◆ **REQUIREMENT**
Please rewrite the paragraph of the Brandenburg Gate text that begins "Scheunemann's death caused a great public stir" as a short bulleted list that keeps its main facts.

◆ **TEXT PROVIDED**
============================================================

In the immediate vicinity of the rally, there were scuffles between demonstrators and the police at the sector border at the Brandenburg Gate. After the rally, at which Ernst Reuter (SPD) had delivered his renown speech "You peoples of the world [...] look at this city!", a procession formed under SPD chairman Franz Neumann to deliver a protest resolution to the Allied Control Council. The Kammergericht building was located in the American sector in Potsdamer Straße. Because of the mass of people jammed in Ebertstraße, numerous participants, including Scheunemann and a Falken member from Moabit, a 20-year-old nurse, took a detour through the Soviet sector. The route was to lead via the open Brandenburg Gate, Pariser Platz, the boulevard Unter den Linden, Wilhelmstraße and Leipziger Straße to Potsdamer Platz.

Since the beginning of the blockade, the Volkspolizei had controlled vehicle and traffic at the border to the Western sectors without turning back pedestrians. When policemen now tried to push the pedestrians streaming across Pariser Platz back to the gate from Unter den Linden, they were insulted by the crowd and pelted with stones. The police responded first with warning shots and then with shots into the crowd. In the ensuing turmoil, police arrested demonstrators while they attacked individual police officers and removed the red flag from the Brandenburg Gate to hoist a black, red and gold one. Scheunemann, who had taken refuge with the nurse from shots and stone throwing in an alcove of the ruins of the Hotel Adlon, was shot in the stomach by a policeman. The VP's use of firearms caused a further twelve injuries. Scheunemann died while being transported to Moabit Hospital. Although the West Berlin police had offered a large reward and interviewed numerous witnesses, they were unable to identify the perpetrator.

Scheunemann's death caused a great public stir in Berlin. The SPD-affiliated Telegraf newspaper emphasized that demonstrators had refused to accept the East Berlin police cordons. His death was taken by the Falcons as an obligation to "fight for and defend freedom". In the centenary year of the democratic 1948 March Revolution, a RIAS commemorative program placed Scheunemann in a row with the March martyrs of 1948.

The SED-controlled East Berlin press, especially the Berliner Zeitung, devoted a great deal of attention to the incidents at the Brandenburg Gate. They depicted them as a kind of social-democratic coup attempt, mainly carried out by the Falcons, organized by the "fascist provocateurs Reuter and Friedensburg", who had "equipped the thugs with firearms". The newspaper did not mention the death of 15-year-old Scheunemann.

============================================================

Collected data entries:
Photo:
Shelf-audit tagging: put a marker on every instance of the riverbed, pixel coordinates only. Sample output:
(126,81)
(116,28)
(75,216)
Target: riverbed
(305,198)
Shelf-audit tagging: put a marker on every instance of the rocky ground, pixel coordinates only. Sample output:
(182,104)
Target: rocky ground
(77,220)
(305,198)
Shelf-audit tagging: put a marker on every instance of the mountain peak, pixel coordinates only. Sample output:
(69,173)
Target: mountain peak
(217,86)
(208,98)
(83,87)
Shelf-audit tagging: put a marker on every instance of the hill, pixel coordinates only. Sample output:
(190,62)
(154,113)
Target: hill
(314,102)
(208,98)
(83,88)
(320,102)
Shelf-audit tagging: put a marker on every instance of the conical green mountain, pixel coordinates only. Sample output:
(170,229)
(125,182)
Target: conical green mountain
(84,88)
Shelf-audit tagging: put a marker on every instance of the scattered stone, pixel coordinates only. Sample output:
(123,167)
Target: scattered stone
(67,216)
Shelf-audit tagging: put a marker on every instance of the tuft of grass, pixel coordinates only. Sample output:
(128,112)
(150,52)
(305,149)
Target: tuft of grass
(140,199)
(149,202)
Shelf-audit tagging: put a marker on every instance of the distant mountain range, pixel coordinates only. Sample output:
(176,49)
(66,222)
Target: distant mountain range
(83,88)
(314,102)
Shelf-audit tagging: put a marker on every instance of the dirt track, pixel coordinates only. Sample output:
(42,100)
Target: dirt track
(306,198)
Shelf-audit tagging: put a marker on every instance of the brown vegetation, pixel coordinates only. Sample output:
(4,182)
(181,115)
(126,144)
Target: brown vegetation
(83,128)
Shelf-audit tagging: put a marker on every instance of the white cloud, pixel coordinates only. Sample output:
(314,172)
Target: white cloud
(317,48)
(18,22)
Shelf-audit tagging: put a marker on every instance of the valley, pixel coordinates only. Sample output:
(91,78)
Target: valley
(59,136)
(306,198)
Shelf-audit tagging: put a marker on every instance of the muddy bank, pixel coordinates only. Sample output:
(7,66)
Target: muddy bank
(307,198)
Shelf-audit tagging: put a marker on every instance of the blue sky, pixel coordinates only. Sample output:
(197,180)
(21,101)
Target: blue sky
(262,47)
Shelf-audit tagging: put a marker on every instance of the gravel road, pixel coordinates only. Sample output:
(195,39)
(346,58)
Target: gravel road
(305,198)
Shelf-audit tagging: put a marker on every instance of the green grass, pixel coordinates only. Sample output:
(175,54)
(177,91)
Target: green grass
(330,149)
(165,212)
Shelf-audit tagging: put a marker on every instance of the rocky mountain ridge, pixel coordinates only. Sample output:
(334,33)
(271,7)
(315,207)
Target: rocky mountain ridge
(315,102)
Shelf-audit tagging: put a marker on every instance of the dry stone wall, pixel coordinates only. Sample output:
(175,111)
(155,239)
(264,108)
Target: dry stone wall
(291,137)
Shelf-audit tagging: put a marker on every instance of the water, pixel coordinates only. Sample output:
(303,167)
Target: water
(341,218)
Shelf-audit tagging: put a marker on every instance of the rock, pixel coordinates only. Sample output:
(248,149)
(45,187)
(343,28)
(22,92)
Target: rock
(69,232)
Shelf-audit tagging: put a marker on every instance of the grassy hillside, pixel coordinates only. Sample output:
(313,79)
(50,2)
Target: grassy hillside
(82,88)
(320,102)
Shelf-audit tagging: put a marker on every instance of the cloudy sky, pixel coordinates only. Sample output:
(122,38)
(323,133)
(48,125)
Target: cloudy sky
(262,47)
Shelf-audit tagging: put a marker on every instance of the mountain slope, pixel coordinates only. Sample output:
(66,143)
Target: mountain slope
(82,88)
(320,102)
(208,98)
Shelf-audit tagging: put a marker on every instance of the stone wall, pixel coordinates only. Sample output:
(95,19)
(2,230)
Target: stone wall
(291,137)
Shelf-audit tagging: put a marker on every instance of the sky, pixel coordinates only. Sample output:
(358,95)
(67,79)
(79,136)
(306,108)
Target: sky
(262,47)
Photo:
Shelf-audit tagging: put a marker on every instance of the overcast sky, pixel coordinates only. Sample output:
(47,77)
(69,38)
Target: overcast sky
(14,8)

============================================================

◆ **EXPECTED OUTPUT**
- Scheunemann's death caused a great public stir in Berlin.
- The SPD-affiliated Telegraf newspaper stressed that demonstrators had refused to accept the East Berlin police cordons.
- The Falcons took his death as an obligation to "fight for and defend freedom".
- In the centenary year of the democratic March Revolution, a RIAS commemorative program placed Scheunemann in a row with the March martyrs.